**EXCERPT PROVIDED**:

A majority of the Council said they’re considering all options, but waiting for a final report from their contractor, GDS Associates, in May.
At the call to the public, several individuals said a municipal utility could hold down costs to taxpayers in the long run better than privately owned TEP.
Over 2,000 people have signed a petition organized by the Tucson Chapter of the Democratic Socialists of America to form a city-run electric utility.
Joining the fight
The Council also instructed City Attorney Mike Rankin to write a brief supporting Arizona Attorney General Kris Mayes as she fights Trump's executive order attempting to end birthright citizenship.
The executive order already is on hold, as a federal judge in Seattle issued a temporary restraining order to block it on Thursday, calling it “blatantly unconstitutional.” An appeal from the Trump administration is likely.
You know what’s blatantly constitutional? The First Amendment. Subscribe to the Tucson Agenda for all your constitutional news needs.
New name
Also on Wednesday, the Council approved changing the name of Mansfield Park to Doris J. Thompson Park — a beloved icon of the Sugar Hill Neighborhood.
Councilman Kevin Dahl noted the park was once called “Northwest Park” before being renamed and it is fitting to change the name again to honor Thompson.
“This action honors a black woman whose hard work and dedication uplifted a whole generation. People who grew up organized and then later asked for this name change,” Dahl said.
Cleaning up the language
If you’ve ever read a city ordinance, you know they’re often filled with nearly indecipherable legalese and bureaucratic double-speak. But for a lawyer looking to cash in on the recently voter-approved Proposition 312, they might be perfect for a lawsuit.
The Council ordered Rankin to review the city’s ordinances and other policies with regard to Prop 312, which requires local governments to reimburse property owners for money they lost due to unenforced nuisance laws, to mitigate future claims against the city.
Not going to do it: After Department of Justice officials said they planned to prosecute local officials who don’t go along with the Trump administration’s immigration crackdown, Pima County Sheriff Chris Nanos said it seemed federal officials “don’t have better things to do” and repeated his commitment to not get involved in immigration enforcement, the Arizona Daily Star’s Charles Borla reports.

**TASKS**:
a - Answer these questions from the Tucson city news excerpt:
(i) Which contractor is the Council waiting on, and when is its final report due?
(ii) What was Mansfield Park called before it got that name?
(iii) What does Proposition 312 require local governments to do?
b - In one to three sentences, explain why the Tucson city news excerpt says the Council ordered City Attorney Mike Rankin to review the city's ordinances and policies.
c - Resume the Tucson city news excerpt after its final sentence about Sheriff Chris Nanos.

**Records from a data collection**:
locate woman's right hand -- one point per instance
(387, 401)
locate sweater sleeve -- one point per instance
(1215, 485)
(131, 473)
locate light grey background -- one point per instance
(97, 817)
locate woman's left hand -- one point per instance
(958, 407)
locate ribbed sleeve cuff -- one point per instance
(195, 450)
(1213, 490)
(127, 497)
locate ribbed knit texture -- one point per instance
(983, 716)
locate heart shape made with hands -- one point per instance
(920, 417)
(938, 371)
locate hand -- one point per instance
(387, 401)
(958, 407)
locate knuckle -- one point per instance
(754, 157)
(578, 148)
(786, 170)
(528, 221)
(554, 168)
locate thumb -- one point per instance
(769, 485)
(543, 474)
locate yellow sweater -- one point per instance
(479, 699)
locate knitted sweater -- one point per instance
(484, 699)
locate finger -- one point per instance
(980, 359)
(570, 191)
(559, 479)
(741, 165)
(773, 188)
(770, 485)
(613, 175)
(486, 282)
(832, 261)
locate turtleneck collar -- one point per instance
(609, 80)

...

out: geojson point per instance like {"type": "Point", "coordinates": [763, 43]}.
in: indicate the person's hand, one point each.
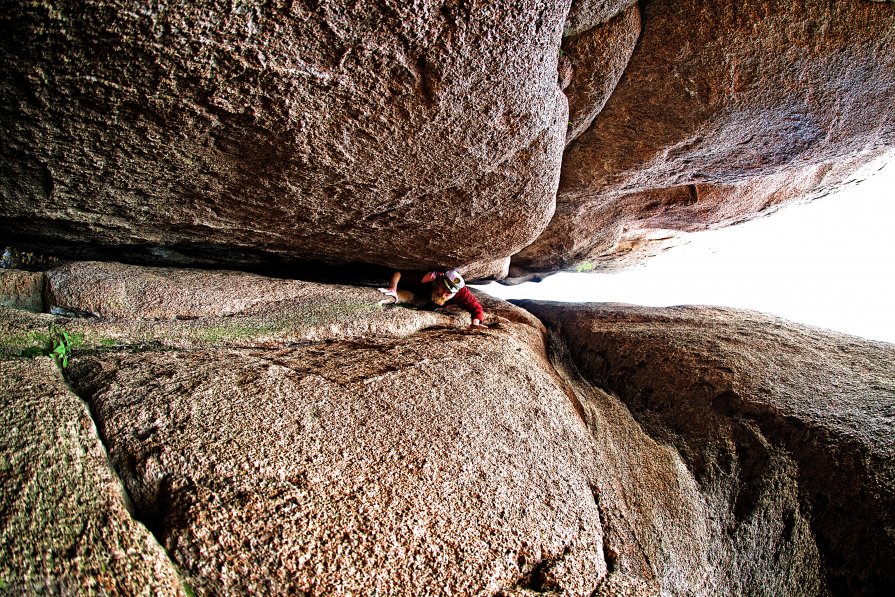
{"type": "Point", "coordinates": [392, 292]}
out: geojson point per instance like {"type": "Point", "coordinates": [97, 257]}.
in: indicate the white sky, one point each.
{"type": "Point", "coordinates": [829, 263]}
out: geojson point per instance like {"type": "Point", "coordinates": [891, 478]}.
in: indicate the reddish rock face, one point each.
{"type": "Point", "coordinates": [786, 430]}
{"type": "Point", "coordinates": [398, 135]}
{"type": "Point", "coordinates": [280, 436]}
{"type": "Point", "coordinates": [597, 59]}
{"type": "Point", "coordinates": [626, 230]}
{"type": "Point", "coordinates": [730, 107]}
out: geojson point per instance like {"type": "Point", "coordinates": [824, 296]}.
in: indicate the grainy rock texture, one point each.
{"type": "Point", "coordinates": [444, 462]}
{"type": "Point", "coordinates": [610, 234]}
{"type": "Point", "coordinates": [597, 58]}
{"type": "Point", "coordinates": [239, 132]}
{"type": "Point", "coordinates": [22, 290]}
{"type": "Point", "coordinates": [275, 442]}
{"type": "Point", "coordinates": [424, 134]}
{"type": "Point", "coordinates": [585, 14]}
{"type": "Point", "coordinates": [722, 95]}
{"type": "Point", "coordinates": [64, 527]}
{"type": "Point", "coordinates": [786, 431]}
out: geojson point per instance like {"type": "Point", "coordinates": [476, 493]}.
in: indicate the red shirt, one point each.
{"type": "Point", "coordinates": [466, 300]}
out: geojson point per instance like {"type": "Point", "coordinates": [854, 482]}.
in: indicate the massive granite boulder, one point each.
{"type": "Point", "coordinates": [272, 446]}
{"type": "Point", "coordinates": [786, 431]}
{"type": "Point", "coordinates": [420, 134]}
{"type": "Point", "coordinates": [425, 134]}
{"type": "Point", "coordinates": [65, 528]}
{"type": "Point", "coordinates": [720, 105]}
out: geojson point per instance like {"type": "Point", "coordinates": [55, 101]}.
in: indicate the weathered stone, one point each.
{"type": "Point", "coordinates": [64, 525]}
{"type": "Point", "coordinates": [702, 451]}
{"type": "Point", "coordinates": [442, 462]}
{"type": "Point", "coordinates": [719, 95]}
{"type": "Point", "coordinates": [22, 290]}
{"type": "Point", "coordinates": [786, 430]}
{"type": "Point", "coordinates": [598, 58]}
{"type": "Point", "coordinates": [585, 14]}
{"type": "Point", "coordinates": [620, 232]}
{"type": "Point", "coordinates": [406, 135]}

**EXERCISE RESULTS**:
a -
(i) GDS Associates, with its final report due in May.
(ii) Northwest Park.
(iii) It requires them to reimburse property owners for money they lost due to unenforced nuisance laws.

b - Proposition 312 requires local governments to reimburse property owners for money lost due to unenforced nuisance laws. City ordinances are often full of nearly indecipherable legalese that a lawyer could exploit in a lawsuit. The review is meant to mitigate future claims against the city.

c -
Preparing for the worst: Day-laborers on Tucson’s south side are conducting drills to prepare for Border Patrol raids, the Arizona Luminaria’s John Washington and Carolina Cuellar report. They’ve been bracing for the incoming administration’s promised mass deportations since Trump was elected in November.
Need some breathing room: Special education teachers are asking the Tucson Unified School District’s Governing Board to improve their working conditions, like dealing with unmanageable caseloads, the Tucson Sentinel’s Natalie Robbins reports. Susanne Wilson, an occupational therapist at TUSD, said “some days, it feels like survival mode.”
Case closed: Now that former state Sen. Justine Wadsack has finished her defensive driving course, a Tucson judge dismissed the criminal speeding charges filed against her, the Star’s Erika Wurst reports. The dismissal brings to a close a case that began last March when Wadsack was pulled over going twice the speed limit on Speedway, and promptly started claiming she was being prosecuted for her political beliefs.
Why was Tucson City Manager Tim Thomure talking about the sinking of the SS Edmund Fitzgerald in Lake Superior about 50 years ago during Wednesday’s Council meeting?
We assure you that it wasn’t a reference to Gordon Lightfoot’s classic song “The Wreck of the Edmund Fitzgerald.”
Instead Thomure quoted word for word the last transmission of the ship before it sank during a massive storm: “We are holding our own.”
Thomure was referring to the state of the city’s budget halfway into the current fiscal cycle when he used the quote.
But it signals to those who know the fate of the Edmund Fitzgerald that the future of the city’s revenues is hard to predict during stormy (political) weather.